|
Alfonso XII con 17 años
por Carlos Luis de Ribera y Fieve
Banco de España (Madrid) |
Con la dictadura republicana del general Serrano el Sexenio Democrático llega a su fin. Suspendidas las constituciones de 1869 y 1873 y cerradas las Cortes, el gobierno de Serrano, formado principalmente por progresistas, se limitó a mantener el orden y a intentar poner fin a la tercera guerra carlista.
Durante el Sexenio el político malagueño Antonio Cánovas del Castillo, antiguo moderado puritano que había participado en el pronunciamiento de 1854 contra los moderados autoritarios redactatando el Manifiesto del Manzanares y que había llegado a ser ministro en los gobiernos de la Unión Liberal de Serrano, fue aglutinando a los sectores liberales monárquicos conservadores en torno a un partido alfonsino que propugnaba el retorno de la dinastía borbónica encabezada por el joven príncipe don Alfonso.
Don Alfonso, era hijo de Isabel II y se había exiliado en Francia junto a su madre siendo un niño de tan solo 11 años. Recibió una educación académica y militar en varios paises y a finales de 1874, ya con 17 años, se encontraba completando sus estudios en la academia militar británica de Sandhurst. Frente a los fracasos de Amadeo I y la I República y el antiliberalismo de los carlistas, los alfonsinos presentaban a don Alfonso como el candidato ideal al trono de España ya que representaba la continuidad histórica de la Monarquía, era un partidario del liberalismo moderado, era un joven príncipe preparado en las mejores academias militares de Europa y no se le podía acusar de ninguno de los males políticos del reinado de su madre Isabel II.
El 1 de diciembre de 1874, don Alfonso de Borbón firmó el Manifiesto de Sandhurst, un texto elaborado por Antonio Cánovas del Castillo en el que se manifestaba la necesidad de restaurar la dinastía borbónica y cuyas ideas principales son:
- El gobiero actual, el de Serrano, se mantiene solo por la fuerza y es ilegítimo ya que tiene su origen en la disolución de las Cortes protagonizada por el general Pavía. También fue ilegítima la República ya que se proclamó por una parte de las Cortes sin que hubiera un proceso constituyente. Ninguno de los sistemas políticos ensayados en el Sexenio, incluida la monarquía de Amadeo I, ha sabido dar respuesta a los prblemas de España.
- Los españoles carecen de garantías constitucionales ya que no hay ninguna constitución vigente.
- Sólo una monarquía constitucional y liberal puede garantizar la reapertura de las Cortes y el imperio de la ley sobre la dictadura militar y sobre el desorden revolucionario.
- Él es el único representante de la dinatía que detenta todos los derechos históricos para ocupar el trono de España y que desde 1833. con su abuela María Cristina y su madre Isabel II, se ha apoyado en las Cortes para gobernar.
- Como príncipe moderno es un liberal convencido. Como español, es un convecido defensor del catolicismo. Así se presenta como una opción moderada y de centro frente a los extremismos, el de los revolucionarios internacionalistas y republicanios y frente a los carlistas ultracatólicos.

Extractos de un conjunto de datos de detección
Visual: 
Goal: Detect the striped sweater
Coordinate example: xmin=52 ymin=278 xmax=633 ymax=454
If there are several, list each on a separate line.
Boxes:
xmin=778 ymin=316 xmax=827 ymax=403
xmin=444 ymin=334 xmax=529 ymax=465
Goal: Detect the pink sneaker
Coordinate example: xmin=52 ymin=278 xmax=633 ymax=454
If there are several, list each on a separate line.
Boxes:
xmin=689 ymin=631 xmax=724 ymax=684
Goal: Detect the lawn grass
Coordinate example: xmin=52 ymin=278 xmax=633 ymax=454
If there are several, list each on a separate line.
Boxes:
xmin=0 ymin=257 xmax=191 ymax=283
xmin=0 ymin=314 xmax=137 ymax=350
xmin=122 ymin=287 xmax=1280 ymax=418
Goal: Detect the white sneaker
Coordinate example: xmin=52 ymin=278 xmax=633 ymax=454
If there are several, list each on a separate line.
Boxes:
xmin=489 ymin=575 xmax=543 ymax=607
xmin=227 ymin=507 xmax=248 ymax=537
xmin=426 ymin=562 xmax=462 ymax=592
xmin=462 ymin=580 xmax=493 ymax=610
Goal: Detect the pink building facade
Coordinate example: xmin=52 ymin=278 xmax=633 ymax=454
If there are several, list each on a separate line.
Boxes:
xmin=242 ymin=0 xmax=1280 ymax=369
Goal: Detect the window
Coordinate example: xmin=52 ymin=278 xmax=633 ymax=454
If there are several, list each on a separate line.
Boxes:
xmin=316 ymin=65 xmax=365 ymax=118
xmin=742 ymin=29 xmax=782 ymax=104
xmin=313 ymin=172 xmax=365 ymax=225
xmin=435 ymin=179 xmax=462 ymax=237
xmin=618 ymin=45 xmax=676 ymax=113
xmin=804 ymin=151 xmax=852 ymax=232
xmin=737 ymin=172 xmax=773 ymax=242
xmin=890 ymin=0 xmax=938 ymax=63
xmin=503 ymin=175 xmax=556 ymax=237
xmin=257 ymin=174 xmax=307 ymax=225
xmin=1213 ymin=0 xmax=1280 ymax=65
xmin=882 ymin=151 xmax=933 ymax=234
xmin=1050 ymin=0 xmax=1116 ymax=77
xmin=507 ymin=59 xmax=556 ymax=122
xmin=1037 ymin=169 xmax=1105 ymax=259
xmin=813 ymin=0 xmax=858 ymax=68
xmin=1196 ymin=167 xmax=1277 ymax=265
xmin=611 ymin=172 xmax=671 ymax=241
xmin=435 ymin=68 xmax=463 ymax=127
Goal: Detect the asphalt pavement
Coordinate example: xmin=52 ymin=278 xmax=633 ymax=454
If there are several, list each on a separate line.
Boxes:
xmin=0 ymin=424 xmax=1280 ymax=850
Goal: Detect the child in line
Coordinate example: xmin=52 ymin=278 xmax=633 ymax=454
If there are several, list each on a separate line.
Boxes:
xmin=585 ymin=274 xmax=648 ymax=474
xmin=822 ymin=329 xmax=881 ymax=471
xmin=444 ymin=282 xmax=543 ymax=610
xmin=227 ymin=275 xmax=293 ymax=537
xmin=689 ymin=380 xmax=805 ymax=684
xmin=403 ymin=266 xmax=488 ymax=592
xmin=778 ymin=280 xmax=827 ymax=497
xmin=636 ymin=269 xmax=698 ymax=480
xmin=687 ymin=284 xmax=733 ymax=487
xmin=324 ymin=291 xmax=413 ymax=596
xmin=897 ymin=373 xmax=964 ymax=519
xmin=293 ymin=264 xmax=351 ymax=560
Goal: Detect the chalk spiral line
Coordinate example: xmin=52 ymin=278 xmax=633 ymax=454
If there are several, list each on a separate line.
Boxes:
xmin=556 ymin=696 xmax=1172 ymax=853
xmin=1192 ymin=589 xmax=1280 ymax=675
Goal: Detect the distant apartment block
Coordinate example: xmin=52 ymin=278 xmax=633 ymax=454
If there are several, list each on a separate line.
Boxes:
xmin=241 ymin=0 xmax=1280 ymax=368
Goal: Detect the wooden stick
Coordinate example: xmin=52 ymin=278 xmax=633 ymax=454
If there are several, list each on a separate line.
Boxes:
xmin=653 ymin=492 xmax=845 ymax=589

Ejercicios —
(a) Según el texto sobre el Manifiesto de Sandhurst, ¿en qué fecha firmó don Alfonso de Borbón ese manifiesto?
(b) Enumera todas las razones que, según el texto sobre el Manifiesto de Sandhurst, daban los alfonsinos para presentar a don Alfonso como el candidato ideal al trono de España.
(c) Reproduce sin cambios el pasaje del texto sobre el Manifiesto de Sandhurst que se abre con las palabras "- Los españoles" y se cierra con "el desorden revolucionario.".

Respuestas finales —
(a) El 1 de diciembre de 1874.

(b)
- Representaba la continuidad histórica de la Monarquía.
- Era un partidario del liberalismo moderado.
- Era un joven príncipe preparado en las mejores academias militares de Europa.
- No se le podía acusar de ninguno de los males políticos del reinado de su madre Isabel II.

(c)
- Los españoles carecen de garantías constitucionales ya que no hay ninguna constitución vigente.
- Sólo una monarquía constitucional y liberal puede garantizar la reapertura de las Cortes y el imperio de la ley sobre la dictadura militar y sobre el desorden revolucionario.